• Work instruction:
Search term "photo": copy each line of the records that contains it.

(Data entries)
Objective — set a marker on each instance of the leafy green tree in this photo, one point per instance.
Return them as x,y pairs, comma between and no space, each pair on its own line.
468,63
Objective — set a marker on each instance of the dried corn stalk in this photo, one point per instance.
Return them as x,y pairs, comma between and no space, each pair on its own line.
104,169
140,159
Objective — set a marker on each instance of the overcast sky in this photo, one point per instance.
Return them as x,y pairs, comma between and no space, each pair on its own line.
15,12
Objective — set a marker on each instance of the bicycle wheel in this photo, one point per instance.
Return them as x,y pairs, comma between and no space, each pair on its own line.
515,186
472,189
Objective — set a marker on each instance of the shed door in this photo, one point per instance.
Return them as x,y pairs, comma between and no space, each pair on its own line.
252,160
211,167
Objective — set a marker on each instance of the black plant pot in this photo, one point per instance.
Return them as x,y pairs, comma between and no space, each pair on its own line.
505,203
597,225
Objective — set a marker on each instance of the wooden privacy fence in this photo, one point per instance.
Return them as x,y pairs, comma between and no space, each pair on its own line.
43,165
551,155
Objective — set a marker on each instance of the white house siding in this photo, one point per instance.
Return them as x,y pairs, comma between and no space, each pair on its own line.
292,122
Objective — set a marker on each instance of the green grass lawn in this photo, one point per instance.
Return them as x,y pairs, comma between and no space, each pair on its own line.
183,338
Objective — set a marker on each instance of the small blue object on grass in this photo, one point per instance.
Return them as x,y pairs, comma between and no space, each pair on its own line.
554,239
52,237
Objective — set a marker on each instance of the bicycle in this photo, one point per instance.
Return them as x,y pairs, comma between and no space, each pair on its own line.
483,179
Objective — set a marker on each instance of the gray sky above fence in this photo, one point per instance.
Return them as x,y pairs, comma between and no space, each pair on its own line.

• Exercise result:
Objective — set a marker on each instance of the leafy green tree in this photo, one point per instance.
Objective — set a marker on each instance of the dried corn stalk in this photo, one point per instance.
Objective — set a marker on each instance of the overcast sky in this photo, one point per instance.
Objective — set a marker on each instance of the bicycle wheel in this photo, one point per instance.
Objective — set a marker on each instance of the shed door in this photo, one point per instance.
Objective — set a marker on each instance of the black plant pot in this photo, one point per instance.
Objective — set a marker on each instance of the wooden privacy fence in this photo, one point per instance.
Objective — set a marker on each instance of the white house siding in this photo, one point per instance.
Objective — set a marker on each instance of the green grass lawn in this photo, one point per instance.
Objective — set a marker on each instance of the small blue object on grass in this photo, one point per instance.
Objective — set a marker on each instance of the bicycle in this photo, one point per instance.
Objective — set a marker on each instance of the gray sky above fence in this photo, one point per instance.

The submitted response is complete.